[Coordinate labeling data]
════

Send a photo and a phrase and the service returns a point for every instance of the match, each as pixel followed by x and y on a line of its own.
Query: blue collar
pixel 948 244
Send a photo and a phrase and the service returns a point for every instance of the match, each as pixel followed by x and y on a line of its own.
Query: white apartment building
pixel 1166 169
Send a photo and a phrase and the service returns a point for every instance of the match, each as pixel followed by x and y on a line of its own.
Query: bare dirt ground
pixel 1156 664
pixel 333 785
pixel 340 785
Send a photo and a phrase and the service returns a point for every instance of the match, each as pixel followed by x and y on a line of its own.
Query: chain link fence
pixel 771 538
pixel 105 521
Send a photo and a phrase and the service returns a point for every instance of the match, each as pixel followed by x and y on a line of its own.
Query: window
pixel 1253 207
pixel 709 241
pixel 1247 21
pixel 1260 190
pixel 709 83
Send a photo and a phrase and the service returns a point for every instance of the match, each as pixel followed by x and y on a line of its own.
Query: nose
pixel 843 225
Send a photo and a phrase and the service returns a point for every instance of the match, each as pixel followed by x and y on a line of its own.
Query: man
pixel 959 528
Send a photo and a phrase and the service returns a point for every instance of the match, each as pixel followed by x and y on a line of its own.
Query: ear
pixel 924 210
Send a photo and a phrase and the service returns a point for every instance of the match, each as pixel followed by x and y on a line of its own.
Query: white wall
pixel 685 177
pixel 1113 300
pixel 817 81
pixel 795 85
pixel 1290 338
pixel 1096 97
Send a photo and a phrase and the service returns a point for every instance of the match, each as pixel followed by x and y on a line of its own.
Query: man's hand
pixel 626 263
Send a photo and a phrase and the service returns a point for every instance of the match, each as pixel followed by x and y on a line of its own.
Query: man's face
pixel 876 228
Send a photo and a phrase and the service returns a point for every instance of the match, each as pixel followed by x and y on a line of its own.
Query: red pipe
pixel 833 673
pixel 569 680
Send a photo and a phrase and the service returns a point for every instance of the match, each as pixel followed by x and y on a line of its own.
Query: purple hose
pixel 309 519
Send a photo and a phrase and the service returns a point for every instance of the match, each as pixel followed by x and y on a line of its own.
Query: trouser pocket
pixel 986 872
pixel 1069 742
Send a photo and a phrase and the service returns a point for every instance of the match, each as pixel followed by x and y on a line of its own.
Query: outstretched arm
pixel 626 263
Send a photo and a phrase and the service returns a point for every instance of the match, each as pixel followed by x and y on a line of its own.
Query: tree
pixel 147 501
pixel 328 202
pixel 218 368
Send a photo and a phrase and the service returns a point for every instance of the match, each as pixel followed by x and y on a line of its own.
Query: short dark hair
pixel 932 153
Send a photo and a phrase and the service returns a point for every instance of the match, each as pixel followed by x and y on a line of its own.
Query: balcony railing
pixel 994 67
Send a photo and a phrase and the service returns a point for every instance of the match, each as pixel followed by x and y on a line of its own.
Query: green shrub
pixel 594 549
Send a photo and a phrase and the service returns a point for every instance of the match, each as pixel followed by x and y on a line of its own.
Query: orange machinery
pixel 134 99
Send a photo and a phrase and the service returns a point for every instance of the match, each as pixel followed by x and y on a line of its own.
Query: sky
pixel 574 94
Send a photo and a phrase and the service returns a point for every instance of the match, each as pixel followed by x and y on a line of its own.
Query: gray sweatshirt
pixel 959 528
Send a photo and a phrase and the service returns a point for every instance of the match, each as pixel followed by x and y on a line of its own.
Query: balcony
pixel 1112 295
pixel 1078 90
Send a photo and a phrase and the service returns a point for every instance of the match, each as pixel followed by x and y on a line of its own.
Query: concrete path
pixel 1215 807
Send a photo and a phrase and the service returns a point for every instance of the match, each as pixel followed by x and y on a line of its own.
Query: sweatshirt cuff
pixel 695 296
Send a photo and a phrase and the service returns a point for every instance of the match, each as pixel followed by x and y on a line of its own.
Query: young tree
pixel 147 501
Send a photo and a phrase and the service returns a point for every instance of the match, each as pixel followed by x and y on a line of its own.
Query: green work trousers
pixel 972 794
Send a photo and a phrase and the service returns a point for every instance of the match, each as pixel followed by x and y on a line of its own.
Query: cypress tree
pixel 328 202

════

** EXERCISE OBJECTIVE **
Express every line of the records above as a JSON list of strings, one string per line, skipping any blank lines.

** EXPECTED OUTPUT **
[
  "Send a photo and a phrase and the service returns a point for every instance of the match, each as pixel followed by x and y on a line of its own.",
  "Query: blue collar",
  "pixel 948 244",
  "Send a photo and a phrase and the service returns a point for every instance of the match, each as pixel followed by x and y on a line of its own.",
  "Query: white apartment building",
  "pixel 1166 169",
  "Send a photo and a phrase and the service returns a point for every instance of the match, each as pixel followed by x and y on a line of its own.",
  "Query: bare dirt ground",
  "pixel 1156 664",
  "pixel 333 785",
  "pixel 340 785",
  "Send a photo and a phrase and the service returns a point for every instance of the match, each as pixel followed by x and y on a line of its own.",
  "Query: chain link fence",
  "pixel 771 538",
  "pixel 105 521",
  "Send a photo and a phrase and the service returns a point for every instance of the match, each as pixel followed by x and y on a line of its own.",
  "Query: window",
  "pixel 1253 207",
  "pixel 709 241",
  "pixel 1247 21",
  "pixel 1260 190",
  "pixel 709 83",
  "Send a photo and a phrase and the service returns a point for every instance of the match, each as pixel followed by x and y on a line of its own.",
  "Query: nose",
  "pixel 843 225",
  "Send a photo and a phrase and the service returns a point for every instance of the match, each as pixel followed by x and y on a line of its own.",
  "Query: man",
  "pixel 959 528",
  "Send a photo and a phrase and the service returns a point for every instance of the match, each as pixel followed by x and y on a line of its own.",
  "Query: ear",
  "pixel 924 210",
  "Send a photo and a phrase and the service returns a point for every instance of the match, each as pixel followed by x and y on a line of its own.",
  "Query: white wall",
  "pixel 685 177",
  "pixel 1113 300",
  "pixel 817 81",
  "pixel 795 85",
  "pixel 1290 338",
  "pixel 1096 97",
  "Send a photo and a phrase and the service returns a point for every instance of the match, each as pixel followed by x and y on a line of its own.",
  "Query: man's hand",
  "pixel 626 263",
  "Send a photo and a phrase and the service returns a point for every instance of the match, each as pixel followed by x and y on a line of its own.",
  "Query: man's face",
  "pixel 876 228",
  "Send a photo and a phrase and the service returns a point for every instance of the match, each as pixel followed by x and y on a line of its own.",
  "Query: red pipe",
  "pixel 833 673",
  "pixel 569 680",
  "Send a photo and a phrase and the service returns a point for every instance of the match, each as pixel followed by x and y on a line of its own.",
  "Query: purple hose",
  "pixel 309 519",
  "Send a photo and a phrase and the service returns a point for every instance of the match, each as pixel followed by x and y on a line of its own.",
  "Query: trouser pocket",
  "pixel 986 872",
  "pixel 1069 742",
  "Send a photo and a phrase and the service returns a point for every instance of the match, each as pixel followed by x and y on a line of its own.",
  "Query: outstretched arm",
  "pixel 626 263",
  "Send a photo and a phrase and the service returns a point for every instance of the match, each as pixel followed by x and y on a line of its own.",
  "Query: tree",
  "pixel 147 501",
  "pixel 328 202",
  "pixel 218 368",
  "Send a photo and a phrase and the service returns a point for every instance of the match, each as pixel followed by x and y on a line of its own.",
  "Query: short dark hair",
  "pixel 932 153",
  "Send a photo and a phrase and the service returns a point for every instance of the match, each as pixel followed by x and y on a line of its own.",
  "Query: balcony railing",
  "pixel 994 67",
  "Send a photo and a phrase and the service returns a point for every instance of the match, each as pixel followed by x and y on a line of its own.",
  "Query: green shrub",
  "pixel 594 549",
  "Send a photo and a phrase and the service returns a point for every instance of the match, each as pixel followed by x and y on a line of its own.",
  "Query: orange machinery",
  "pixel 134 99",
  "Send a photo and a phrase and the service returns a point for every instance of the match, each as pixel followed by x and y on a line of its own.",
  "Query: sky",
  "pixel 574 94",
  "Send a photo and a phrase and the service returns a point for every instance of the match, each as pixel followed by x and y on a line of its own.",
  "Query: gray sweatshirt",
  "pixel 959 528",
  "Send a photo and a phrase and the service returns a point for every instance of the match, each as pixel followed by x and y on a line of its own.",
  "Query: balcony",
  "pixel 1112 295",
  "pixel 1078 90",
  "Send a photo and a phrase and the service returns a point for every instance of the match, each as pixel followed by x and y on a line of its own.",
  "Query: concrete path",
  "pixel 1215 807",
  "Send a photo and a phrase and the service returns a point for every instance of the match, each as pixel followed by x and y on a line of its own.",
  "Query: sweatshirt cuff",
  "pixel 695 296",
  "Send a photo and a phrase and the service returns a point for every instance of the match, each as pixel followed by x and y on a line of its own.",
  "Query: young tree",
  "pixel 147 501",
  "Send a photo and a phrase and the service returns a point for every instance of the match, each as pixel followed by x and y on a line of its own.",
  "Query: green work trousers",
  "pixel 972 794",
  "Send a photo and a phrase and the service returns a point for every instance of the match, each as pixel followed by x and y on a line of its own.",
  "Query: cypress tree",
  "pixel 328 202"
]